> Problem description
Repeat the entries exactly. Leave nothing out.

Data section: Begin

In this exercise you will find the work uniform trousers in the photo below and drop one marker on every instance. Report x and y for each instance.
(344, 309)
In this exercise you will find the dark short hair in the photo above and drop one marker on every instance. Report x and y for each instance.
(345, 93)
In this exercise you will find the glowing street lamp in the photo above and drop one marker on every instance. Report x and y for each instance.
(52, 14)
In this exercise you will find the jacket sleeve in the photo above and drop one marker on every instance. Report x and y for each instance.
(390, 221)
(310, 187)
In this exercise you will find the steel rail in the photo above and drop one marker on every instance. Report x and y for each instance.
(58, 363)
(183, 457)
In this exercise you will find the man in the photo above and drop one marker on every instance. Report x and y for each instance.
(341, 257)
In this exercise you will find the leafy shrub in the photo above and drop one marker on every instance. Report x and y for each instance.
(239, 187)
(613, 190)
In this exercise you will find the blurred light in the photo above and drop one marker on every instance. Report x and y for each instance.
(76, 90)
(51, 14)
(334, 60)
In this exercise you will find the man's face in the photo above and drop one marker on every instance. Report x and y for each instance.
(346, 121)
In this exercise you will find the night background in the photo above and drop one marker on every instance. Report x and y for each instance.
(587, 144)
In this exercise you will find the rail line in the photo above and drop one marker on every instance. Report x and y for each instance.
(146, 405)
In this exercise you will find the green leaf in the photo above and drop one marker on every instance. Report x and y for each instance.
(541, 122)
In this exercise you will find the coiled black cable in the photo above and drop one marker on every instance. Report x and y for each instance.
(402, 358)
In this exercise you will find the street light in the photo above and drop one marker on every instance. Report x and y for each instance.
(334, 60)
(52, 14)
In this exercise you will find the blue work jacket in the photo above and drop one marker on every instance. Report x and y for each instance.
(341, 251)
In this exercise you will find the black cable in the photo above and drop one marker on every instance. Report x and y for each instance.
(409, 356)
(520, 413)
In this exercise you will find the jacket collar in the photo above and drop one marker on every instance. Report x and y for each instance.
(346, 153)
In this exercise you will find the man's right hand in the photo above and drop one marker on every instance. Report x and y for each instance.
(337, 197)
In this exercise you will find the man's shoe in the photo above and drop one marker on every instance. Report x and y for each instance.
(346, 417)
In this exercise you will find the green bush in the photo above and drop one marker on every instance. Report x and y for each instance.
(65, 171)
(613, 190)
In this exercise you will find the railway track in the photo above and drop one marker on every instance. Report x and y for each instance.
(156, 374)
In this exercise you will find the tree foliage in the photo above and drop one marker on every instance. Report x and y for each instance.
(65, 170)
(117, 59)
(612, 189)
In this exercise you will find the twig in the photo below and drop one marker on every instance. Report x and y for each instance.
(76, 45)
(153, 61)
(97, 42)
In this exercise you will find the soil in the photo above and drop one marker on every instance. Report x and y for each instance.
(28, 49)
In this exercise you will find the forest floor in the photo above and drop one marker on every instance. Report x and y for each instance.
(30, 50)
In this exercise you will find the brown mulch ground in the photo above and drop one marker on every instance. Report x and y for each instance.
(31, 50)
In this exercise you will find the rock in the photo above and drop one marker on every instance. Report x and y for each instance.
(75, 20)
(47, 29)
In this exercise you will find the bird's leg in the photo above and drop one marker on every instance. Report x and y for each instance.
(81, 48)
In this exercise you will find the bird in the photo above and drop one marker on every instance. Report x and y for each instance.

Data section: End

> Problem solution
In this exercise you will find the work uniform trousers in the photo below and drop one marker on every instance. Report x and y for each instance.
(344, 309)
In this exercise you will find the dark short hair in the photo above and drop one marker on every instance. Report x and y for each instance.
(345, 93)
In this exercise you will find the glowing street lamp in the photo above and drop one marker on every instance. Report x and y for each instance.
(52, 14)
In this exercise you will find the jacket sleeve in the photo above and drop one marker on every instance. Report x and y for each instance.
(390, 221)
(310, 187)
In this exercise you will find the steel rail in the photo above and drop one marker on every instance. Report x and y for each instance.
(58, 363)
(183, 457)
In this exercise you will find the man in the photo above and drop one marker on every instance. Report x and y for each instance.
(341, 257)
In this exercise you will find the leafy shrub in the photo above and drop one marker on every instance. Report x and y for each instance.
(239, 187)
(613, 190)
In this exercise you will find the blurred light in the photo above and drop one marker on every instance. Report x and y for each instance.
(76, 90)
(51, 14)
(334, 60)
In this exercise you will find the man's face in the photo above and drop one marker on every instance. Report x and y for each instance.
(346, 121)
In this exercise you will find the night background in the photo above and drop one marker on every instance. Report x and y for each instance.
(587, 144)
In this exercise you will find the rail line in the photo above and drop one marker on every instance. Report x and y for each instance.
(146, 405)
In this exercise you will find the green leaf in the photo above and drop one marker on every instance. Report x and y for each instance.
(541, 122)
In this exercise you will find the coiled black cable in the photo above and drop one marker on every instance. Report x and y for each instance.
(402, 358)
In this exercise you will find the street light in the photo above and drop one marker on every instance. Report x and y for each instance.
(334, 60)
(52, 14)
In this exercise you will find the blue work jacket in the photo above and drop one marker on every instance. Report x and y for each instance.
(341, 251)
In this exercise you will find the black cable in the photo above and drop one marker on every instance. Report x and y for each instance.
(409, 356)
(520, 413)
In this exercise you will find the jacket collar in the photo above and drop one marker on every instance. Report x and y for each instance.
(346, 153)
In this exercise you will find the man's right hand in the photo above and drop one marker on every instance. Report x and y for each instance.
(337, 197)
In this exercise you will find the man's shoe in the photo above and drop one marker on every instance. Report x and y for each instance.
(346, 417)
In this exercise you will find the green bush in the photo above and drop one marker on every instance. Report x and y for each instance.
(65, 171)
(613, 190)
In this exercise you will find the railway track in the photo above and drop one marker on every instance. Report x and y for each instance.
(156, 374)
In this exercise you will find the tree foliage in the photo above and drop one marker on every instance. Report x and y for each instance.
(65, 170)
(117, 59)
(612, 189)
In this exercise you will find the twig in the photo below and drop one marker on every instance. Report x and y for each instance.
(76, 45)
(153, 61)
(97, 42)
In this exercise you will find the soil in the photo above and drop one marker on every instance. Report x and y for each instance.
(28, 49)
In this exercise you will find the forest floor in the photo above and drop one marker on every instance. Report x and y for each instance.
(30, 50)
In this exercise you will find the brown mulch ground in the photo above and drop one marker on every instance. Report x and y for each instance.
(31, 50)
In this exercise you will find the rock in the photo above and drop one marker on every instance. Report x and y for each instance.
(75, 20)
(47, 29)
In this exercise you will find the bird's leg in the photo above and drop one marker on every instance. Report x and y for each instance.
(81, 48)
In this exercise you will find the bird in the photo above and drop one marker on every instance. Report x and y for each instance.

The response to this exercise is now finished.